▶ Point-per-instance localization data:
☆ ☆ ☆

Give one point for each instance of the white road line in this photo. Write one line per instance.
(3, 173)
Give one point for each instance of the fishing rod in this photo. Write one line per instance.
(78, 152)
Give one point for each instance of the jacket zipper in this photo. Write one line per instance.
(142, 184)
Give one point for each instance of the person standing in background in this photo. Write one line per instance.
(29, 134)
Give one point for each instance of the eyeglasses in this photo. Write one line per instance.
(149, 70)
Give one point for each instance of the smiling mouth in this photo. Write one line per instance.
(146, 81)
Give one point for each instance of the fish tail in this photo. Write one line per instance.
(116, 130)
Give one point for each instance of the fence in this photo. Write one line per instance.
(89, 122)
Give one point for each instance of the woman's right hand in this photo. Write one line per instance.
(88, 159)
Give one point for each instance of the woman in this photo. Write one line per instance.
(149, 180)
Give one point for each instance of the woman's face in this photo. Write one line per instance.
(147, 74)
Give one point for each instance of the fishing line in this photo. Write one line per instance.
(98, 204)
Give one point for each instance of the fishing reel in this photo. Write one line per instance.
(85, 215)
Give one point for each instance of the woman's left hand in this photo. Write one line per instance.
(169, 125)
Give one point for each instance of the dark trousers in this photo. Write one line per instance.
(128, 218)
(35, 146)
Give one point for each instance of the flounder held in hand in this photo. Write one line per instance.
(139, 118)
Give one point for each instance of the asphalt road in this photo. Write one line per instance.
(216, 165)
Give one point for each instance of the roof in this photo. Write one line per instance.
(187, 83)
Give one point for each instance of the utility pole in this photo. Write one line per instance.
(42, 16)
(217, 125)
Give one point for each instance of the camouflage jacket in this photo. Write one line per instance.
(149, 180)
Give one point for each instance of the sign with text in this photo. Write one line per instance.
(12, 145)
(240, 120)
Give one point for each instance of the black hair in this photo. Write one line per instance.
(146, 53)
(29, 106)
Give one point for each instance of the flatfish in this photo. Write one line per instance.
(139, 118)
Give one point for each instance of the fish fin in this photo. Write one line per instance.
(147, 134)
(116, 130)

☆ ☆ ☆

▶ What is expected: The response should consist of the entries, retyped exactly and in full.

▶ Task solution:
Give one point for each instance of the white road line in this photo. Write one line per instance.
(3, 173)
Give one point for each instance of the fishing rod in this photo. Write one line per instance.
(78, 152)
Give one point for each instance of the jacket zipper in this photo. Write one line per instance.
(142, 184)
Give one point for each instance of the person standing in background in this photo. Write one line per instance.
(29, 134)
Give one point for each instance of the eyeglasses in this photo. Write one line per instance.
(149, 70)
Give one point for each instance of the smiling mouth in this photo. Write one line per instance.
(146, 81)
Give one point for each instance of the fish tail in this photo. Write one line per instance.
(116, 130)
Give one point for each instance of the fence in this photo. Write one line per instance.
(89, 122)
Give one point for each instance of the woman's right hand in this photo. Write one line per instance.
(88, 159)
Give one point for each instance of the woman in this photo. Write one line per instance.
(149, 180)
Give one point for each instance of the woman's face in this photo. Write one line per instance.
(147, 74)
Give one point for each instance of the fishing line in this photo. Write one line per instance.
(98, 204)
Give one point for each instance of the fishing reel in this photo. Write one line per instance.
(85, 215)
Give one point for each instance of the woman's left hand in this photo. Write one line per instance.
(169, 125)
Give one point for each instance of the dark trousers in this photo. Write one line per instance.
(128, 218)
(35, 146)
Give one point for each instance of the flounder held in hand in this photo. Write one line per instance.
(139, 118)
Give one point for each instance of the asphalt road in this photo. Write one line per instance.
(216, 165)
Give one point for each instance of the roof in this photo. Write one line per instance.
(187, 83)
Give one point for each instance of the utility pole in this photo. Write one line per instance.
(42, 16)
(217, 125)
Give one point for each instance of the camouflage jacket in this photo. Write one line per instance.
(149, 180)
Give one point for each instance of the sign with text in this photo. Write one line per instance.
(12, 145)
(240, 120)
Give one point for each instance of the black hair in this photo. Write one line per instance.
(146, 53)
(29, 106)
Give one point for each instance of the flatfish in this photo. Write one line per instance.
(139, 118)
Give one point for each instance of the fish fin in this photo. Write one line per instance.
(147, 134)
(116, 130)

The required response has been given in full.